The biggest coincidence of all would be if there were no coincidences.
`In its simplest form the problem of coincidences (matches, recontres) may be formulated as follows: Let there be n objects numbered from 1 to n, and let them be ordered at random, assuming that the n! permutations are equally probable. A coincidence occurs if object number i is found at the ith place. The problem is to find the number of permutations with at least one coincidence or, equivalently, the probability of at least one coincidence.
When the sample size is 5, what’s the probability of observing at least one match? For n = 5, the argument is as follows: The number of permutations of 5 cards is 5! = 120. Among these there are 24 in which 1 is in first place, 18 in which 2 is in second place without 1 being first, 14 in which 3 is in third place without 1 being first or 2 being second, 11 in which 4 is in fourth place without 1 being first, 2 being second or 3 being third, and, finally, 9 in which 5 is in fifth place, the other four being out of their places. The probability of at least one coincidence is therefore:’ [A. Hald]
(numerator <- 24 + 18 + 14 + 11 + 9)
[1] 76
(denominator <- 5 * 4 * 3 * 2 * 1)
[1] 120
numerator / denominator
[1] 0.6333333
Plot a simulated example, do we observe at least one match?
set.seed(nchar("de Montmort")) # Reproducible results
z <- round(runif(1, 5, 1000), 0) # Randomly choose a sample size
f <- sample(1:z, z) # Shuffle the deck
y <- 1:z # The original order
res <- (sum(f==y)) > 0 # Does at least one card match the original order?
which(f==y) # When do we encounter the matches?
[1] 1 168
# Plot the single simulation
colr <- ifelse(f==y, 'red', 'black')
cexr <- ifelse(f==y, 2, 1)
pchr <- ifelse(f==y, 16, 20)
plot(f, col = colr, cex = cexr, pch = pchr,
main = paste("N=", z, ", Do we see at least 1 match?", res, ", Matches found", sum(f==y), sep = " "))
abline(0,1)

▶ Requirement 1
Decide whether each statement agrees with the passage on coincidences: (a) for n = 5 there are 120 permutations, (b) 18 permutations have 1 in first place, (c) the random seed is taken from the character count of "de Montmort". Answer yes or no for each, quoting the words of the passage that decide it.
The passage on coincidences and the records that follow it come from unrelated sources.

▶ Data to use
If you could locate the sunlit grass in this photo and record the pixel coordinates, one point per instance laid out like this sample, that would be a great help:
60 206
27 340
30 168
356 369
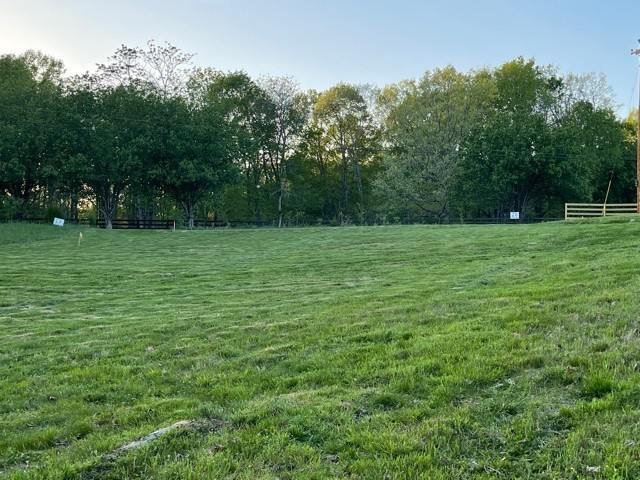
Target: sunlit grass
411 352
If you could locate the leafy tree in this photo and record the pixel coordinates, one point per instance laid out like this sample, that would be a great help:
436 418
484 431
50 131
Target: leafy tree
249 115
289 118
424 131
191 155
113 135
341 112
30 101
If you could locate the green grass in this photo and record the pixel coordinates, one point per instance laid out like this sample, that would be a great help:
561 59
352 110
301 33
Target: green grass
380 352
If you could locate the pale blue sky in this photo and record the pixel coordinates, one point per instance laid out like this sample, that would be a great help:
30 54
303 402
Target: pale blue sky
321 43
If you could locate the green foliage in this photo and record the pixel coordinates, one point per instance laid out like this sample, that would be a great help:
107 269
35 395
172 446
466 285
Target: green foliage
439 352
148 136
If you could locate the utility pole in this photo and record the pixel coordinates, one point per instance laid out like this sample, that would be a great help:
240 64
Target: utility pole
637 52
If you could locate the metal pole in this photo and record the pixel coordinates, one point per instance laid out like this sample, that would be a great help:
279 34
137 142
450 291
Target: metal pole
637 52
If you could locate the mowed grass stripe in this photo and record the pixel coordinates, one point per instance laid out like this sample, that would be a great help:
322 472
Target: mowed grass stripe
419 352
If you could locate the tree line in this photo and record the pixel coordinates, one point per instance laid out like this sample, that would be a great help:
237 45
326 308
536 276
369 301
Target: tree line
149 136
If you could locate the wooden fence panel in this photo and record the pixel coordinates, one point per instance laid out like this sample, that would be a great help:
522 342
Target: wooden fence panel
582 210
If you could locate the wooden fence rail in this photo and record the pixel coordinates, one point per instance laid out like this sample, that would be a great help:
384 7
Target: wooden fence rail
582 210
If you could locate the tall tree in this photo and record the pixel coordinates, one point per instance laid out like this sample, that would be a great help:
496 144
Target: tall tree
30 101
341 112
289 118
113 124
424 131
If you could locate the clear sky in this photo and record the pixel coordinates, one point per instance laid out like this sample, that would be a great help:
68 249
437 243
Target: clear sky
323 42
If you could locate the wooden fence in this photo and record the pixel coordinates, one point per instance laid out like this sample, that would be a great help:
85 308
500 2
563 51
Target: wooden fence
135 224
583 210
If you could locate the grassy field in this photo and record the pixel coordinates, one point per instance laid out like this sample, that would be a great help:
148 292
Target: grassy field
380 352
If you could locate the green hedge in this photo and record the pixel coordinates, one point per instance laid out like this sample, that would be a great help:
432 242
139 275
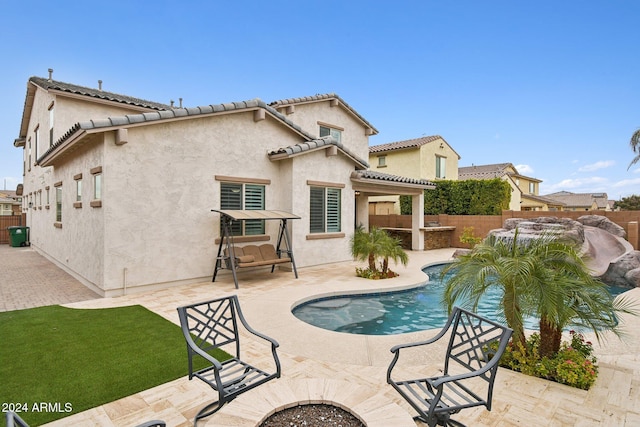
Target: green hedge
470 197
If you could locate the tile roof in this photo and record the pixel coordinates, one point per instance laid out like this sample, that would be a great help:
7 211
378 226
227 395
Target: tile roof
497 170
579 199
323 97
400 145
379 176
97 93
175 113
312 145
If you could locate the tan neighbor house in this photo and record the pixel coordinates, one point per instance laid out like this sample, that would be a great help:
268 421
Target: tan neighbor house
429 157
524 189
119 191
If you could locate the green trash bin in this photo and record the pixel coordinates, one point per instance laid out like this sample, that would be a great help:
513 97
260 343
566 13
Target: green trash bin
18 236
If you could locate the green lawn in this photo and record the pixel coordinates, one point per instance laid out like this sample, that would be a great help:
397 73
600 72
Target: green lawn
58 361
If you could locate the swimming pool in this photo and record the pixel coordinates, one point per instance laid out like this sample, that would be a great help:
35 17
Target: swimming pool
396 312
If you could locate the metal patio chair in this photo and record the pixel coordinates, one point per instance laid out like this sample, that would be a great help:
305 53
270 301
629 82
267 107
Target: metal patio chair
212 325
475 347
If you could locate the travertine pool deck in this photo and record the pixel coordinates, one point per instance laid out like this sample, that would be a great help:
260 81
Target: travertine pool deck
350 370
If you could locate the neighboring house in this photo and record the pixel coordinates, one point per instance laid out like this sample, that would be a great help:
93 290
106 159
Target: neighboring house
581 201
10 203
524 189
429 157
119 190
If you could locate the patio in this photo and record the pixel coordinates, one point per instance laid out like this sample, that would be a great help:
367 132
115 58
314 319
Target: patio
349 370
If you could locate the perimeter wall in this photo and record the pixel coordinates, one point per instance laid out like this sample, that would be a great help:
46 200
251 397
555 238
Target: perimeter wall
482 224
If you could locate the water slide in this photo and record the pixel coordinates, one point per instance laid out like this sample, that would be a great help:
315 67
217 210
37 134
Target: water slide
601 248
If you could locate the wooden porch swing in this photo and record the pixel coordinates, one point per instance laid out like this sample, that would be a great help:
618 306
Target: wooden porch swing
233 257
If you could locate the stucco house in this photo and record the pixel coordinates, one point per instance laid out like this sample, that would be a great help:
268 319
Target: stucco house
524 189
119 191
10 203
428 157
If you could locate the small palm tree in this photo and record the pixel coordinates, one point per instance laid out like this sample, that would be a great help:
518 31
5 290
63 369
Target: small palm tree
374 245
367 246
392 249
635 146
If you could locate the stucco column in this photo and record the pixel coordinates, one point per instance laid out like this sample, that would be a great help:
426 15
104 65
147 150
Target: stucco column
417 222
362 211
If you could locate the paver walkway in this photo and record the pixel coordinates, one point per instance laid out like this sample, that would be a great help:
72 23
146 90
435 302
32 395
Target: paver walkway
27 279
321 365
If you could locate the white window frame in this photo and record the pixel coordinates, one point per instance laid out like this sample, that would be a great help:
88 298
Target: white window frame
441 167
335 133
250 196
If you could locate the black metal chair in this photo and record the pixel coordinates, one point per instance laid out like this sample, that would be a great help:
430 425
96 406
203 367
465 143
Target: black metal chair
475 347
14 420
212 325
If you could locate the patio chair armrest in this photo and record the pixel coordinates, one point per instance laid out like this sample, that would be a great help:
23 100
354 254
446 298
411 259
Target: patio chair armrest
460 377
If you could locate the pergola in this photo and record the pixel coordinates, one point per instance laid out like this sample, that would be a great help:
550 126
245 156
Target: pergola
370 183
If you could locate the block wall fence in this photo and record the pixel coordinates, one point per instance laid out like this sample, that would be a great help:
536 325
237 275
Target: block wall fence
482 224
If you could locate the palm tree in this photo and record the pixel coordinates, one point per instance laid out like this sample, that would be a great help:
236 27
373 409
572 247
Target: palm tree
367 246
635 146
542 276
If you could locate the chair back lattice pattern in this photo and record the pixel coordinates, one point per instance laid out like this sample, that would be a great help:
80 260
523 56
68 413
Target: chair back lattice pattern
473 343
213 324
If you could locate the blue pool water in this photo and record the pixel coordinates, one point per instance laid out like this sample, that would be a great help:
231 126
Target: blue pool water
396 312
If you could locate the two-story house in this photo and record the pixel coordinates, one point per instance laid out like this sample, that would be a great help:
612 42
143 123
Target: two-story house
429 157
524 189
119 191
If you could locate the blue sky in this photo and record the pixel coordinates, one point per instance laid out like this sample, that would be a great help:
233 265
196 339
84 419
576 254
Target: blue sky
550 86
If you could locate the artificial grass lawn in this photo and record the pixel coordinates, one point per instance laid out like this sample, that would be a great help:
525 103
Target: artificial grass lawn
58 361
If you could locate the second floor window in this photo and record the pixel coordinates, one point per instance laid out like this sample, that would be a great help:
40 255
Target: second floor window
239 196
328 131
441 167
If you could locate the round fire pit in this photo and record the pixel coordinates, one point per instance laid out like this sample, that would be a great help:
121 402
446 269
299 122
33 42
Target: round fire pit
313 415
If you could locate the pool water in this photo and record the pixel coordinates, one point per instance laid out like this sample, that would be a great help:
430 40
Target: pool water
397 312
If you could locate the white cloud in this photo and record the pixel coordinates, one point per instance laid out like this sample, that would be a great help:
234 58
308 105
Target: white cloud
597 165
524 169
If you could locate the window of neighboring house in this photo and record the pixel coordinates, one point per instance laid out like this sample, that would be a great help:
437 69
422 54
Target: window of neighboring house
245 196
441 167
331 131
58 202
325 210
96 173
78 202
51 116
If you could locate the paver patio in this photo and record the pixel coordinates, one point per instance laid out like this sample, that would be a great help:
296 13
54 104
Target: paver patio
350 370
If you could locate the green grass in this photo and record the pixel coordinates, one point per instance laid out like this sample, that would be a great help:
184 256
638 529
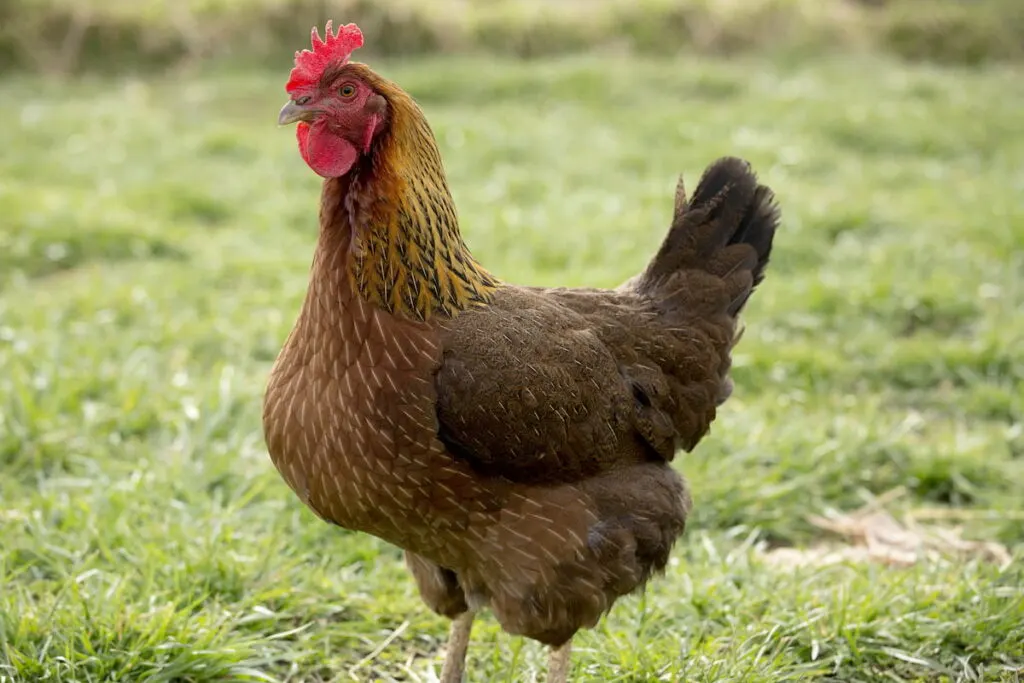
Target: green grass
154 250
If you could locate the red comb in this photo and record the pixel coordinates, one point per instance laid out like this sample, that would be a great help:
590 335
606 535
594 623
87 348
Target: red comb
335 47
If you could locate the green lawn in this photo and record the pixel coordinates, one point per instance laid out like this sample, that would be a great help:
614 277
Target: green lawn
154 251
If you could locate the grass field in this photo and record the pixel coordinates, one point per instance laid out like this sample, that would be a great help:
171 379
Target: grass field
154 250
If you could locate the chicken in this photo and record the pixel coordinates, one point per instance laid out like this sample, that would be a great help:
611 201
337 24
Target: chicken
514 441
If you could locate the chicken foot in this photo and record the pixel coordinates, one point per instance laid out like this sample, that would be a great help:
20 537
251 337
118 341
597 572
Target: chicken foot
455 660
559 663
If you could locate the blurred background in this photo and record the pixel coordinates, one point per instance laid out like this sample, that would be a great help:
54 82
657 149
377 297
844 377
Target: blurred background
64 36
858 508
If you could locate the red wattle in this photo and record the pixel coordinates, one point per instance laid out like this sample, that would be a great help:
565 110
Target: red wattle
328 155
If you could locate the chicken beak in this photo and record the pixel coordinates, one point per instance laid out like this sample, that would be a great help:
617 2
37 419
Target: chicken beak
292 113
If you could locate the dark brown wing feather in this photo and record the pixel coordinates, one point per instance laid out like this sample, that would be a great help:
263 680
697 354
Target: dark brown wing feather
559 385
578 398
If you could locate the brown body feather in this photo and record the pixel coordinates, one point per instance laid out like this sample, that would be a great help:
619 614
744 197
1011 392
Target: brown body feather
515 441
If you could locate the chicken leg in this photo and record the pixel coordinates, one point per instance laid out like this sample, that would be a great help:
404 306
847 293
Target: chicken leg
559 663
455 660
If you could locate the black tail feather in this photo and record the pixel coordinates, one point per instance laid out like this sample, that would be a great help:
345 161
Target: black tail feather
725 229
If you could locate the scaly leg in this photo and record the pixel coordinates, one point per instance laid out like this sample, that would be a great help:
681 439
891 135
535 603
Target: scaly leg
559 663
455 660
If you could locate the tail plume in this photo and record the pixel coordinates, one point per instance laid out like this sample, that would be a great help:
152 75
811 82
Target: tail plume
725 229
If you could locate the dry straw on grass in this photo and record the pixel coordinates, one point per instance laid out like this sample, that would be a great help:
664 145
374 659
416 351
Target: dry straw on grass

▶ Requirement 2
Pull out every line of the records that contains the string "swing". Case counts.

▶ Reply 1
(a) Yes: "The number of permutations of 5 cards is 5! = 120."
(b) No: "Among these there are 24 in which 1 is in first place"
(c) Yes: "set.seed(nchar("de Montmort"))"

▶ Reply 2
If you could locate the wooden porch swing in this photo and record the pixel coordinates, one point per instance laid out like this sample, that would be a great help:
Target: wooden porch swing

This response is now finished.